::: Extract to read :::
Let's trace the execution for put(1, 1), put(2, 2), and put(2, 1) with a bucket size of 10.

1. Initialize: An array buckets of size 10 is created. All indices are null.
2. put(1, 1):
   • Hash: 1 % 10 = 1.
   • Check buckets[1]. It is null.
   • Create a new Node (1, 1).
   • Set buckets[1] to point to this new Node.
3. put(2, 2):
   • Hash: 2 % 10 = 2.
   • Check buckets[2]. It is null.
   • Create a new Node (2, 2).
   • Set buckets[2] to point to this new Node.
4. put(2, 1) (Update):
   • Hash: 2 % 10 = 2.
   • Traverse the list at buckets[2].
   • First node is (2, 2). The key 2 matches the input key.
   • Update the value of this node to 1.
   • The list at buckets[2] is now (2, 1).
5. get(1):
   • Hash: 1 % 10 = 1.
   • Traverse buckets[1]. Found node (1, 1).
   • Return 1.

Proof of Correctness

The correctness of this design relies on two properties:

1. Deterministic Hashing: The hash function key % M is deterministic. The same key will always map to the same bucket index. This guarantees that if we put a key, we will look in the exact same place to get or remove it.
2. List Integrity: By using a Linked List for collisions, we ensure no data is lost when two keys map to the same index. The traversal logic linearly scans the chain, guaranteeing that we find the specific key if it exists. Since keys are unique (we update values if a key repeats), there is no ambiguity during retrieval.
:::
# Written problem A
Answer these questions about the hash map walkthrough:
(i) What bucket size is used in the traced execution?
(ii) After put(2, 1), what does the list at buckets[2] hold?
(iii) Which hash function does the correctness section call deterministic?
# Written problem B
Please reproduce everything in the hash map walkthrough from "Let's trace the" down to "buckets[1] to point to this new Node.", unchanged.
::: Record excerpts :::
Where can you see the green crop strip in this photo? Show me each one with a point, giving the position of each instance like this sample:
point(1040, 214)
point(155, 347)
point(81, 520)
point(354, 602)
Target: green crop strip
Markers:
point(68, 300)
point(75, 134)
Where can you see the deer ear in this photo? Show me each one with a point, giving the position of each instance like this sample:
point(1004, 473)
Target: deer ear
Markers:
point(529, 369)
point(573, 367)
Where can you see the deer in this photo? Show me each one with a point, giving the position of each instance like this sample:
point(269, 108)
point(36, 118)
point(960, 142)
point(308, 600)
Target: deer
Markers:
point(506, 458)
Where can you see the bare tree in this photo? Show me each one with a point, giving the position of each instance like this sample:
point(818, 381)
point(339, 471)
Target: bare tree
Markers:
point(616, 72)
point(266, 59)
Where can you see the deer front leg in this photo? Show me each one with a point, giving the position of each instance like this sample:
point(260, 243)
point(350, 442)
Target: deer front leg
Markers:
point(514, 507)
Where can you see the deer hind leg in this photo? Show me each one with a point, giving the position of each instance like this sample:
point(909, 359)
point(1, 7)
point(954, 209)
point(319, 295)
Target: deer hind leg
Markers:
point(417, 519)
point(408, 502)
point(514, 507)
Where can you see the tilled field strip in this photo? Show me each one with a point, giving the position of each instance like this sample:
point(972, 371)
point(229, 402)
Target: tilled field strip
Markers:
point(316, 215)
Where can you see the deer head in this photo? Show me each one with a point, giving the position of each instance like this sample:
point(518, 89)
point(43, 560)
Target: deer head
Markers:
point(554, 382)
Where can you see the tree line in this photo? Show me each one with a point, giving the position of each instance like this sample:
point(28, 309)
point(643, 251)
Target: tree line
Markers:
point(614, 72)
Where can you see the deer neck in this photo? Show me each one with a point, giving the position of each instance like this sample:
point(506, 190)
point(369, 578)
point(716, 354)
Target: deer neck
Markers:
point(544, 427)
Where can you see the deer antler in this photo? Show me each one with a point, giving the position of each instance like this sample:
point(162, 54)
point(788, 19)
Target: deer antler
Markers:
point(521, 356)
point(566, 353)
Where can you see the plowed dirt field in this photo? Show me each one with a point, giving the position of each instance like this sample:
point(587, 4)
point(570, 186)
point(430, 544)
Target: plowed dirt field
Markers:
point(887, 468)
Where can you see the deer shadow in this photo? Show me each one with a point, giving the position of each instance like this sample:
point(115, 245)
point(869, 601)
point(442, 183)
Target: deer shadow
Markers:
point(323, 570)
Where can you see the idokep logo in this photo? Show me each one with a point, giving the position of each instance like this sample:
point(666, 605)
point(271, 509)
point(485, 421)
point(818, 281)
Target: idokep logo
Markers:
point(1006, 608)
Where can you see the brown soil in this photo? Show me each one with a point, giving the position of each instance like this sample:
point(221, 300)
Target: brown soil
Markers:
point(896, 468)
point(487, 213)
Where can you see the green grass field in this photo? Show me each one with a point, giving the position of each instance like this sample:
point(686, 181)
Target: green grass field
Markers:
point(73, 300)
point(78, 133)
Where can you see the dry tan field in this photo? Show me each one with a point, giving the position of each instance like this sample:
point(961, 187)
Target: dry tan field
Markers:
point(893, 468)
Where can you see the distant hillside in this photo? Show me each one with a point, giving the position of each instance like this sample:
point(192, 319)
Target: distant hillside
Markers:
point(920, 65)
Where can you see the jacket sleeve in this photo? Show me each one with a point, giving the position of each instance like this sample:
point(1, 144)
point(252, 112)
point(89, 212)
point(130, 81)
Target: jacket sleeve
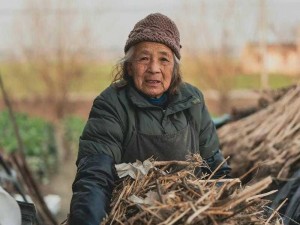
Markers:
point(92, 190)
point(100, 147)
point(209, 144)
point(104, 130)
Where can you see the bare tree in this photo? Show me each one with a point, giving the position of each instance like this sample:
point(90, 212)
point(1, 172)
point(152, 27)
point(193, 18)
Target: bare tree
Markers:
point(53, 47)
point(211, 59)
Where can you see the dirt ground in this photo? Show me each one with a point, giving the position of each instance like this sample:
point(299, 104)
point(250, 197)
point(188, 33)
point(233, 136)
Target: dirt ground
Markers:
point(61, 184)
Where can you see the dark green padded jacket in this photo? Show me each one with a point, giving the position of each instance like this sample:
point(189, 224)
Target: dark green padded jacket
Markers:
point(111, 120)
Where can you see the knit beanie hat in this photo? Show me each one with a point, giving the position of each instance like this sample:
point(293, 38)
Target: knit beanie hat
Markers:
point(156, 28)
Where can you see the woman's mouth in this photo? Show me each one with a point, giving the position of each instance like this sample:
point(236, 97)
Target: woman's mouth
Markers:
point(153, 82)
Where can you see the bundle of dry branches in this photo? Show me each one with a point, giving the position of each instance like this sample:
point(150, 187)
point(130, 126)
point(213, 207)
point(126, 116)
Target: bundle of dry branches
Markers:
point(179, 197)
point(269, 138)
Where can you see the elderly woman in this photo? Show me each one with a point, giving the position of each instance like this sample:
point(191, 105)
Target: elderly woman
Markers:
point(148, 111)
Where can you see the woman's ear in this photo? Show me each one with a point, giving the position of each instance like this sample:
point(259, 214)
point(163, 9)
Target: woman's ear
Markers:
point(129, 69)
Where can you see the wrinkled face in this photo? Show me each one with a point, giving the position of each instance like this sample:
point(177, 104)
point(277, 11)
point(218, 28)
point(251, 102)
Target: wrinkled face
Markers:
point(151, 68)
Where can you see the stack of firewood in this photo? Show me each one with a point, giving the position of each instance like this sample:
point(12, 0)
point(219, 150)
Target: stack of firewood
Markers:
point(268, 139)
point(171, 193)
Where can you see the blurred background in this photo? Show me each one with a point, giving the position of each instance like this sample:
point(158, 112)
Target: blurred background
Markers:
point(57, 56)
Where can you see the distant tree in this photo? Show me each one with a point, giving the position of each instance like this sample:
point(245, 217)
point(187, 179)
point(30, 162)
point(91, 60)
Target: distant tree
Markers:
point(211, 48)
point(53, 48)
point(53, 45)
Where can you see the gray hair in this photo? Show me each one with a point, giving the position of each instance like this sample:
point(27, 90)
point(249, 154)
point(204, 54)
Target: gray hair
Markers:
point(120, 71)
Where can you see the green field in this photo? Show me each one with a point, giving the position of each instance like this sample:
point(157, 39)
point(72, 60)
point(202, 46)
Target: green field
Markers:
point(21, 82)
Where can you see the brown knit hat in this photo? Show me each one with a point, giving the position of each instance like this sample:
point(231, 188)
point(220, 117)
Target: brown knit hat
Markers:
point(157, 28)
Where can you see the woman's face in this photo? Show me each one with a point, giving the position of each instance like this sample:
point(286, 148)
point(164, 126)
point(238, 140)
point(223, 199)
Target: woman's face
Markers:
point(151, 68)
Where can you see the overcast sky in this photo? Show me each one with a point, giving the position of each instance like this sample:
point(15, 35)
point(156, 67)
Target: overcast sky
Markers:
point(111, 21)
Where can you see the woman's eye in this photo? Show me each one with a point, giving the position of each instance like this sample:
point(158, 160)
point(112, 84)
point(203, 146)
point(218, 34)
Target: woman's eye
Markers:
point(164, 60)
point(143, 59)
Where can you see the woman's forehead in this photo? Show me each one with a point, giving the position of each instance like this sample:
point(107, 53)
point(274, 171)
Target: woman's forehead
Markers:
point(151, 47)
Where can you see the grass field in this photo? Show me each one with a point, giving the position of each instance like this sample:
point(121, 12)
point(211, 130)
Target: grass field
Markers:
point(20, 82)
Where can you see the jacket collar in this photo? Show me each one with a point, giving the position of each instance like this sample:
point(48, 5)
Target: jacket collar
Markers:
point(184, 99)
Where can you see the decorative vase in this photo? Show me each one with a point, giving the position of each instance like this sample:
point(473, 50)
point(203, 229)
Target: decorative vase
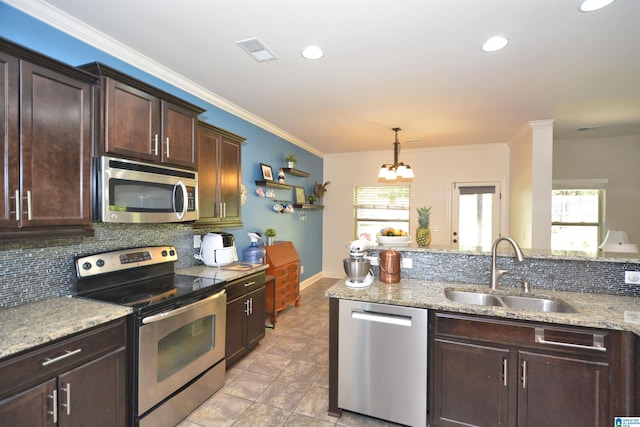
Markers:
point(423, 236)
:::
# Task output A
(i) 10
(ii) (2, 1)
(iii) key % M

# Task output B
Let's trace the execution for put(1, 1), put(2, 2), and put(2, 1) with a bucket size of 10.

1. Initialize: An array buckets of size 10 is created. All indices are null.
2. put(1, 1):
   • Hash: 1 % 10 = 1.
   • Check buckets[1]. It is null.
   • Create a new Node (1, 1).
   • Set buckets[1] to point to this new Node.